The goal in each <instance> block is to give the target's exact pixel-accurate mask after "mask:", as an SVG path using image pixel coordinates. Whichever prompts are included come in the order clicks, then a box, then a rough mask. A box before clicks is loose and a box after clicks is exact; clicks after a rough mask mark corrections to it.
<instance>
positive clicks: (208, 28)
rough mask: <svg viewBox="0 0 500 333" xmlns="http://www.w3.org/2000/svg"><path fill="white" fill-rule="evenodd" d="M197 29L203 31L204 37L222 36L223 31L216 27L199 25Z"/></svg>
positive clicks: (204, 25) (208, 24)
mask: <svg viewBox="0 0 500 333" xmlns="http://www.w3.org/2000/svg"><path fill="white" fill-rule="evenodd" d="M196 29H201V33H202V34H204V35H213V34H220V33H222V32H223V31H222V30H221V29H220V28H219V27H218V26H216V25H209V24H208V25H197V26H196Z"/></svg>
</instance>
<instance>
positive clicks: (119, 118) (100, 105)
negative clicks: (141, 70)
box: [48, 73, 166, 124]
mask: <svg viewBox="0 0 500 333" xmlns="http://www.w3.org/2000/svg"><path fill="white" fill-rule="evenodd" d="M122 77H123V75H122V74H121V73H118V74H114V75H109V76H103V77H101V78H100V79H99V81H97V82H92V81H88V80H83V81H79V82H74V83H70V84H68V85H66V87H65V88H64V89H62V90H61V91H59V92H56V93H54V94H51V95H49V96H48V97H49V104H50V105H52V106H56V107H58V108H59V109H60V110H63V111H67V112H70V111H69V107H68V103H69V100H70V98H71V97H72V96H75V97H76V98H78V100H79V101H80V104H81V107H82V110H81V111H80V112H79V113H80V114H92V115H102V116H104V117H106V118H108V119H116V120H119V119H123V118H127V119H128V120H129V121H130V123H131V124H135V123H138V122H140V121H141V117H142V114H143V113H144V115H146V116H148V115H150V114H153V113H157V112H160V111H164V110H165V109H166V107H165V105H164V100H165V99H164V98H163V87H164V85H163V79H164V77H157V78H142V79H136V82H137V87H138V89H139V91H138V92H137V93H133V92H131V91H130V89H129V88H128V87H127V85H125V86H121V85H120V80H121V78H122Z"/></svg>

## Work request
Go over the listing above and return each line with "rough".

## Answer section
The goal in each <instance> block is to give the target's exact pixel-accurate mask after "mask:", as an SVG path using image pixel coordinates. Whichever prompts are included come in the order clicks, then a box, then a rough mask. A box before clicks is loose and a box after clicks is exact; clicks after a rough mask mark corrections to it.
rough mask: <svg viewBox="0 0 500 333" xmlns="http://www.w3.org/2000/svg"><path fill="white" fill-rule="evenodd" d="M197 29L203 31L204 37L222 36L223 31L216 27L199 25Z"/></svg>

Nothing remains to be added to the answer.